◆ WHAT TO WORK ON:
Can you retype the rows, from the first line through the line holding "[[133, 13]]" (both included), without the pictures?

☆ ☆ ☆ ☆

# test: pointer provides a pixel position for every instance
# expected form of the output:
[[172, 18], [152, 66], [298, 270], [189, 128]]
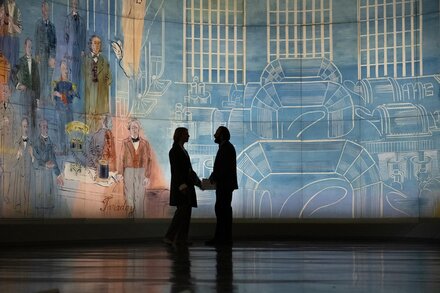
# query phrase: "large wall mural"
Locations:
[[333, 105]]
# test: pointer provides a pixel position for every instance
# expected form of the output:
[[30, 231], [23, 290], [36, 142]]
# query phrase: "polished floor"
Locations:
[[249, 266]]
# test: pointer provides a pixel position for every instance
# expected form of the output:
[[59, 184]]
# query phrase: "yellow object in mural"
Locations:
[[133, 13]]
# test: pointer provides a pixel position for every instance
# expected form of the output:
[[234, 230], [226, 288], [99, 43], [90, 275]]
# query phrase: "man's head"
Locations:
[[95, 44], [28, 47], [64, 69], [74, 5], [45, 9], [107, 121], [134, 126], [222, 134], [5, 92], [43, 127], [181, 135], [24, 127]]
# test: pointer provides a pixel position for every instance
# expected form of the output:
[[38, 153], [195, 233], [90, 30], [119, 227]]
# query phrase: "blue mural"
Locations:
[[333, 105]]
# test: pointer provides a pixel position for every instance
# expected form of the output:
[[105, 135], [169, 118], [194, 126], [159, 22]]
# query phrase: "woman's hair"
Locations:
[[225, 133], [178, 133]]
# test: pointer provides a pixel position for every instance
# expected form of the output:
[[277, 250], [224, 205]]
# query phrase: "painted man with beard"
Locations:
[[23, 170], [45, 51], [135, 168]]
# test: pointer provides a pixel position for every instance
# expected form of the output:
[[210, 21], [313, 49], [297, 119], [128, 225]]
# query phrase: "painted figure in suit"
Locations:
[[75, 37], [97, 79], [64, 92], [102, 146], [45, 51], [27, 81], [46, 168], [9, 42], [135, 167], [182, 191], [224, 176], [23, 170], [6, 143]]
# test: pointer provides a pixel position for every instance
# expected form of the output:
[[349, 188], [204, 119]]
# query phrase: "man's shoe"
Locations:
[[211, 242], [167, 241]]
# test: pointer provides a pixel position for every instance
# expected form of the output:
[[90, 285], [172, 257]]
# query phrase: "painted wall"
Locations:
[[333, 105]]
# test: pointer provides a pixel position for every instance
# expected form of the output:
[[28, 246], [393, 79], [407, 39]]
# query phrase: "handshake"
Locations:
[[207, 184]]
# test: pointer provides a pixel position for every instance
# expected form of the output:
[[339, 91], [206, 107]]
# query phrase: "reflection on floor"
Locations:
[[289, 266]]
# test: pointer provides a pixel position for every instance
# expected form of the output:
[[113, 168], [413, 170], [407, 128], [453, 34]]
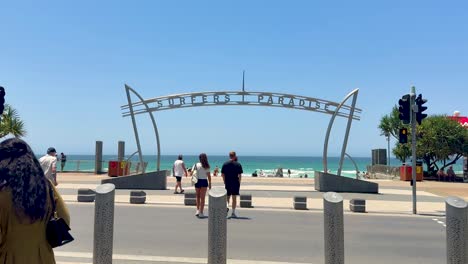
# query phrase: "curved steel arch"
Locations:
[[140, 155], [223, 98], [226, 98], [354, 93]]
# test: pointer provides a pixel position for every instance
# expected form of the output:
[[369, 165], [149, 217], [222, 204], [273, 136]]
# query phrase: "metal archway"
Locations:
[[242, 98]]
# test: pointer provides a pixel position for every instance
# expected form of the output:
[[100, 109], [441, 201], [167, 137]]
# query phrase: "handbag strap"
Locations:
[[51, 195]]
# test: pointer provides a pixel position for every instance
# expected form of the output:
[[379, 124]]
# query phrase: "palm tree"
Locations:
[[11, 124], [390, 126]]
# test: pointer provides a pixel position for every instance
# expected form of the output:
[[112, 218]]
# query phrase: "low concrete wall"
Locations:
[[325, 182], [148, 181]]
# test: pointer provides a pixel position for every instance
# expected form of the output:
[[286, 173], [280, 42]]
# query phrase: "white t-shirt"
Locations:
[[201, 172], [178, 169], [47, 163]]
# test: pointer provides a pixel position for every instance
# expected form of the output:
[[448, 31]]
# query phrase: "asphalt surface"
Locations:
[[295, 236], [288, 194]]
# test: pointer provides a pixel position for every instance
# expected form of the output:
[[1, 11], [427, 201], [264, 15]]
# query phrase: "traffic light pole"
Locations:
[[413, 143]]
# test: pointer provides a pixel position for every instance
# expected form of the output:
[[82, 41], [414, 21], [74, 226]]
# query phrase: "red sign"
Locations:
[[462, 120]]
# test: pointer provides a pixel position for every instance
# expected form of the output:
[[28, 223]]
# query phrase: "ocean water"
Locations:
[[299, 166]]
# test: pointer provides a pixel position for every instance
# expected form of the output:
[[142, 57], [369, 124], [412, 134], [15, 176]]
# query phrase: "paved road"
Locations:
[[295, 236]]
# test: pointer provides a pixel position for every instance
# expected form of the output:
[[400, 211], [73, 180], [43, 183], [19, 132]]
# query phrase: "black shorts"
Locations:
[[201, 183], [232, 188]]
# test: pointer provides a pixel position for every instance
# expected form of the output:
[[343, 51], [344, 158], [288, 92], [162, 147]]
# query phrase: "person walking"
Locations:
[[178, 170], [204, 181], [232, 176], [63, 160], [49, 165], [25, 206]]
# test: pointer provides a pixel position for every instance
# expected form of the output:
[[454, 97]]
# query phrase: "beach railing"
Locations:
[[88, 166]]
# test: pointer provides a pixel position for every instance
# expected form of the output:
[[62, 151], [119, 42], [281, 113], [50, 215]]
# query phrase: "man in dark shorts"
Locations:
[[232, 175]]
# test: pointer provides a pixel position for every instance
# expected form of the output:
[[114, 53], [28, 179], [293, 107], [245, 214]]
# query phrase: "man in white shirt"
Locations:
[[178, 170], [49, 165]]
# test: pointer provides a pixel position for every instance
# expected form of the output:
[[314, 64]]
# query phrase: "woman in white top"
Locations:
[[204, 180], [178, 170]]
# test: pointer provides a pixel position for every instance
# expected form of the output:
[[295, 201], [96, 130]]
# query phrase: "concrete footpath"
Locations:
[[395, 197]]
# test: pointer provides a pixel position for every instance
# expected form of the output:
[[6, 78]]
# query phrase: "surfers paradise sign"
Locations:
[[242, 98]]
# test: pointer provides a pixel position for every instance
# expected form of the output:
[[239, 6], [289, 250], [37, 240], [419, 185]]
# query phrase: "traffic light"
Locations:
[[403, 138], [405, 112], [2, 100], [419, 114]]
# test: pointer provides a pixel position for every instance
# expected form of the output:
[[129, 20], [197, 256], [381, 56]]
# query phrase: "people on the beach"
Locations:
[[451, 174], [63, 160], [204, 181], [179, 170], [232, 177], [49, 165], [25, 206]]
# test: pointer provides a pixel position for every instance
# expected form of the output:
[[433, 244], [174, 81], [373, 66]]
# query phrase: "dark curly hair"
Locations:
[[204, 161], [22, 173]]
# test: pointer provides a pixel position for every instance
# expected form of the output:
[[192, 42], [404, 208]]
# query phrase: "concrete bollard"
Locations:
[[190, 198], [104, 224], [246, 200], [217, 226], [333, 228], [86, 195], [137, 197], [456, 210]]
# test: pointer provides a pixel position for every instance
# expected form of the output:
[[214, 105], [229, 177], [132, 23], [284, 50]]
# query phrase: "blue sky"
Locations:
[[65, 63]]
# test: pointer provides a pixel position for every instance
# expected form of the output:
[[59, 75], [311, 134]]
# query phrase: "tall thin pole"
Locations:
[[388, 149], [243, 85], [348, 127], [413, 143], [137, 138]]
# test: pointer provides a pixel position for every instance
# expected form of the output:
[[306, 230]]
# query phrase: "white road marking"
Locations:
[[439, 222], [89, 255]]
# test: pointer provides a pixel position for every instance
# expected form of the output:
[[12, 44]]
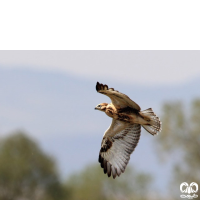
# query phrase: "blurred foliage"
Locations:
[[179, 142], [92, 184], [26, 173]]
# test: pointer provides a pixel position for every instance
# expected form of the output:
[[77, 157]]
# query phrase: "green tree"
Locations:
[[92, 183], [179, 142], [26, 172]]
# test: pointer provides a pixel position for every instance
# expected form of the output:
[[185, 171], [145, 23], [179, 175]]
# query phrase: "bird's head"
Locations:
[[101, 107]]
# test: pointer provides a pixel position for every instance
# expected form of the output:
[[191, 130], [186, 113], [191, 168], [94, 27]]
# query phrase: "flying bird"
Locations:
[[123, 135]]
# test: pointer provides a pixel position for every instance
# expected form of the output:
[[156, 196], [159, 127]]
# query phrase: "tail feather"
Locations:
[[153, 125]]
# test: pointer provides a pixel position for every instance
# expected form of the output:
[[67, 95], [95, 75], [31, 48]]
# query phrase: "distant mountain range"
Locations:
[[58, 110]]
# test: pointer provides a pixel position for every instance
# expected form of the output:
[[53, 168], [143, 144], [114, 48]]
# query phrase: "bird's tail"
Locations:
[[153, 125]]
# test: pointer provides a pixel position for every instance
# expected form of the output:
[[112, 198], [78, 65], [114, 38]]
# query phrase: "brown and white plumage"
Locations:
[[123, 135]]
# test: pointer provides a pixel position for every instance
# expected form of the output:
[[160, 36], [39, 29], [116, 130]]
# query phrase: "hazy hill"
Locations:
[[58, 110]]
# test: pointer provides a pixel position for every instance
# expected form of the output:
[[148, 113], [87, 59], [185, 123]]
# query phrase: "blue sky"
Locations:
[[51, 95], [137, 67]]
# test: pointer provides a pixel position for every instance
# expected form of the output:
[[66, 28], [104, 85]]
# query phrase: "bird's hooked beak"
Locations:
[[98, 107]]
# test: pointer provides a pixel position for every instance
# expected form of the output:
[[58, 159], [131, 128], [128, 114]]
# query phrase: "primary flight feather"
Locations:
[[121, 138]]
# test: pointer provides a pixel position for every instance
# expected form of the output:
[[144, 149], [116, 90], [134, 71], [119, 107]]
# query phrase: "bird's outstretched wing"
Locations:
[[118, 99], [118, 143]]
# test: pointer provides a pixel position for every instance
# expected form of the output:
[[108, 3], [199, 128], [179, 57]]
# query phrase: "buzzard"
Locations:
[[121, 138]]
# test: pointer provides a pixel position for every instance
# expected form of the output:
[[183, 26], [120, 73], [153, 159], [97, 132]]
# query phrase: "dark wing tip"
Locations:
[[100, 86]]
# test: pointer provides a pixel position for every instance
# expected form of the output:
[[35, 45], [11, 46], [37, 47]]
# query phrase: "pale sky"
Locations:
[[140, 67]]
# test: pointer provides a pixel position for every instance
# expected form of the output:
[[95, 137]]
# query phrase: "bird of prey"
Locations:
[[121, 138]]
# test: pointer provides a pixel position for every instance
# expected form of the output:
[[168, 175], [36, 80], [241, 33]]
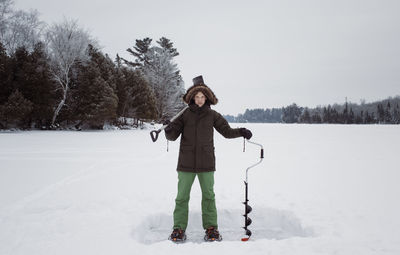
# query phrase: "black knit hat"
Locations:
[[198, 80], [198, 85]]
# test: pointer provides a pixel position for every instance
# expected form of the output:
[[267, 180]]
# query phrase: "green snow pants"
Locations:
[[208, 208]]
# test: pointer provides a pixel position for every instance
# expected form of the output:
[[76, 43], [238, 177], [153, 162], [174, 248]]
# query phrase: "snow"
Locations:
[[321, 189]]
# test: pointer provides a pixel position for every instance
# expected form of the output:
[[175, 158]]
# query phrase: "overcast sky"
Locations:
[[257, 54]]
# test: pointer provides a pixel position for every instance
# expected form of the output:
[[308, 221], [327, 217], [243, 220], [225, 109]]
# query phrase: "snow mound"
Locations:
[[268, 223]]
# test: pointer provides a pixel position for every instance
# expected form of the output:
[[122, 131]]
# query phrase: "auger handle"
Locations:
[[154, 134]]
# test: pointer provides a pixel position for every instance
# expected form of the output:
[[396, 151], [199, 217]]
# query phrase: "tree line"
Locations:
[[385, 111], [56, 77]]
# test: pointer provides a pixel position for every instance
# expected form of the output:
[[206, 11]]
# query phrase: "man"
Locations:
[[196, 156]]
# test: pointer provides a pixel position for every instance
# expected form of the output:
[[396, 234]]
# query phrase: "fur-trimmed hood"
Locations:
[[192, 91]]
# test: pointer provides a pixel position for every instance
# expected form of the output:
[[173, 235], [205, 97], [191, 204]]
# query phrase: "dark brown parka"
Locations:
[[196, 125]]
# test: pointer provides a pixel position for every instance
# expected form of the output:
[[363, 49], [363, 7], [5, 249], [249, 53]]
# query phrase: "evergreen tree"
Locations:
[[5, 75], [291, 114], [387, 114], [97, 99], [139, 52], [32, 77], [381, 113], [305, 116], [167, 45], [15, 110]]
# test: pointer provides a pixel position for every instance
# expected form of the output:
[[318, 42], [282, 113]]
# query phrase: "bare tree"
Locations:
[[5, 11], [67, 44], [163, 76], [19, 28]]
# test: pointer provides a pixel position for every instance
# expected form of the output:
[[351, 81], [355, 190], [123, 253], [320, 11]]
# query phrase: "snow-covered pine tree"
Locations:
[[97, 101], [163, 76], [15, 110]]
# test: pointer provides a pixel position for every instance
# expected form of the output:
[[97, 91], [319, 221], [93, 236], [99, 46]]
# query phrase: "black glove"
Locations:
[[167, 128], [245, 133]]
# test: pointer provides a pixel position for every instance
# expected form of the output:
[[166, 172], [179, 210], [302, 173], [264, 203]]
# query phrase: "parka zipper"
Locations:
[[195, 143]]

☆ ☆ ☆ ☆

◆ REPLY:
# test: pointer provides a pixel position for every instance
# expected form of the output:
[[172, 18], [152, 66], [298, 270], [189, 128]]
# query phrase: "large wall mural"
Locations:
[[333, 105]]
# test: pointer provides a pixel position for every instance
# expected form of the output:
[[30, 231], [23, 290], [36, 142]]
# query phrase: "polished floor"
Locations:
[[249, 266]]
# test: pointer provides a pixel position for every instance
# expected form of the output:
[[59, 184]]
# query phrase: "yellow object in mural"
Locations:
[[133, 13]]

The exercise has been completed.